» Problem description
Exact repetition of the whole listing is what this exercise asks for.

» Supplied data
* * * * *

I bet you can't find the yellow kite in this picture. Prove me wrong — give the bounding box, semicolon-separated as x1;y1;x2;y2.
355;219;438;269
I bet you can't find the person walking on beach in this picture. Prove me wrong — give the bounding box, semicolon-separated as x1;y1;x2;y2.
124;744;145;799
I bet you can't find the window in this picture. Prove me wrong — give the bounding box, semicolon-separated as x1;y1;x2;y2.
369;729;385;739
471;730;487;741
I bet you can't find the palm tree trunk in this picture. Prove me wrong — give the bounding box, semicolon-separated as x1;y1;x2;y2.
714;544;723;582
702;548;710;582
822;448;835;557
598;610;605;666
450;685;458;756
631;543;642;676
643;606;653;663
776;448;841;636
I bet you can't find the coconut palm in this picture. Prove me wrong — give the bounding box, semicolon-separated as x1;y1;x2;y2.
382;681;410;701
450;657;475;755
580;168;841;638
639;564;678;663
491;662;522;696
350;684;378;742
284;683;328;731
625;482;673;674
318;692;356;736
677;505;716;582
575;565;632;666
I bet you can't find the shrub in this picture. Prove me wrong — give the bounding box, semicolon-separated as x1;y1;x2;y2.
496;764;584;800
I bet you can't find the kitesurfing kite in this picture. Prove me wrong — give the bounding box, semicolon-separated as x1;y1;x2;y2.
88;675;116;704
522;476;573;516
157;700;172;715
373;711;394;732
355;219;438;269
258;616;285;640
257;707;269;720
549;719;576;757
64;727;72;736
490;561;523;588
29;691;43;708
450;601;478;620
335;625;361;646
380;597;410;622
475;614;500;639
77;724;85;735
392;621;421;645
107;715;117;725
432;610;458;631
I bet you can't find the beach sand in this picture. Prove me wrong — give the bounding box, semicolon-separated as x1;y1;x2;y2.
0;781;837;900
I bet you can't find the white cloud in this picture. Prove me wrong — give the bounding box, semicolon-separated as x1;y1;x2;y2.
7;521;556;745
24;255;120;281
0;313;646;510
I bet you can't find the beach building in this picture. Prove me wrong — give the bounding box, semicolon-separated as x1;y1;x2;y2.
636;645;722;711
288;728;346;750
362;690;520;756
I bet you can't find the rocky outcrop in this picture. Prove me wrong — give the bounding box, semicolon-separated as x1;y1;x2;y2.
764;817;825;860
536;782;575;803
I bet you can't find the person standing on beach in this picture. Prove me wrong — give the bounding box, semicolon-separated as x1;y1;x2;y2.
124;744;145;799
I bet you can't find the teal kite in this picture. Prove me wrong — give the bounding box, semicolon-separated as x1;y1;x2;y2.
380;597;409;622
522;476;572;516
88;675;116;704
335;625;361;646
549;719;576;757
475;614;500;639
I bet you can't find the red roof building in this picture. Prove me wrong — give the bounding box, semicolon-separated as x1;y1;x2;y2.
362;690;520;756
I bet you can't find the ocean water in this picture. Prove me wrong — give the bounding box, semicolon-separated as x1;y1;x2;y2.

* * * * *

» Written response
I bet you can't find the yellow kite in this picture. Prove me wrong — give the bounding box, semicolon-separated as x1;y1;x2;y2.
355;219;438;269
I bet you can't find the person walking on beach in this picture. Prove me wrong — give the bounding box, semicolon-separated as x1;y1;x2;y2.
124;744;145;799
I bet you can't find the window in this picture. Prove me wrong — give the bounding box, semicolon-separated as x1;y1;x2;y2.
369;729;385;739
471;730;487;741
I bet you can't find the palm tree trunk in this picture. Prove me wrong — give the bounding box, semicolon-separated as x1;y1;x2;y2.
714;544;723;582
702;548;710;582
822;448;835;557
598;610;605;666
450;685;458;756
631;543;642;676
643;606;653;663
776;448;841;636
I bet you can't find the coconut palm in this picture. Prove me wrong — give the bounding box, semicolon-separated as x1;y1;x2;y2.
382;681;410;701
450;657;475;755
580;168;841;638
639;564;678;663
491;662;522;696
350;684;378;742
284;683;328;731
625;482;673;674
318;692;356;736
677;505;716;582
575;565;632;666
I bet you can't find the shrub in this picture. Prove me wrong — give the bounding box, semicolon-separated as x1;y1;x2;y2.
496;764;584;800
I bet you can't find the kitesurfing kite in this picture. Prove me wrong — give the bounding box, semicolon-separated as x1;y1;x2;y2.
88;675;116;704
522;476;573;516
157;700;172;715
373;711;394;732
355;219;438;269
258;616;285;640
257;707;269;720
549;719;576;757
64;727;72;736
490;561;523;588
29;691;43;708
450;601;478;620
335;625;361;646
380;597;410;622
475;614;500;639
77;724;85;735
392;621;421;645
107;715;117;725
432;610;458;631
I bet you can't find the beach sand in this picture. Prove me wrong — give the bounding box, semicolon-separated as x1;y1;x2;y2.
0;781;837;900
I bet you can't find the white cloud in this picture. Prove me wrong — give the bounding box, semicolon-separated as x1;y1;x2;y2.
7;521;556;745
24;255;120;281
0;313;646;510
I bet you can't find the beach building in this picture. Prove me wrong — give the bounding box, semicolon-separated as x1;y1;x2;y2.
636;645;722;711
288;728;346;750
362;690;520;756
I bet you can't find the rocky outcrop in this picture. Prove me wrong — give the bounding box, semicolon-separated as x1;y1;x2;y2.
764;817;825;860
536;782;575;803
I bet you can't find the person standing on beach in this picture. Prove me wrong — give the bounding box, semicolon-separated as x1;y1;x2;y2.
124;744;145;799
I bet you can't find the teal kite in this picture. Prove me wrong — give the bounding box, semicolon-separated as x1;y1;x2;y2.
380;597;409;622
522;476;572;516
88;675;116;704
335;625;361;646
549;719;576;757
475;614;500;639
I bet you can't find the red roof building in this picture. Prove me wrong — give the bounding box, semicolon-separated as x1;y1;x2;y2.
362;690;520;756
I bet you can't find the ocean water in this picture. Prove me wrong — give the bounding box, semicolon-separated as x1;y1;x2;y2.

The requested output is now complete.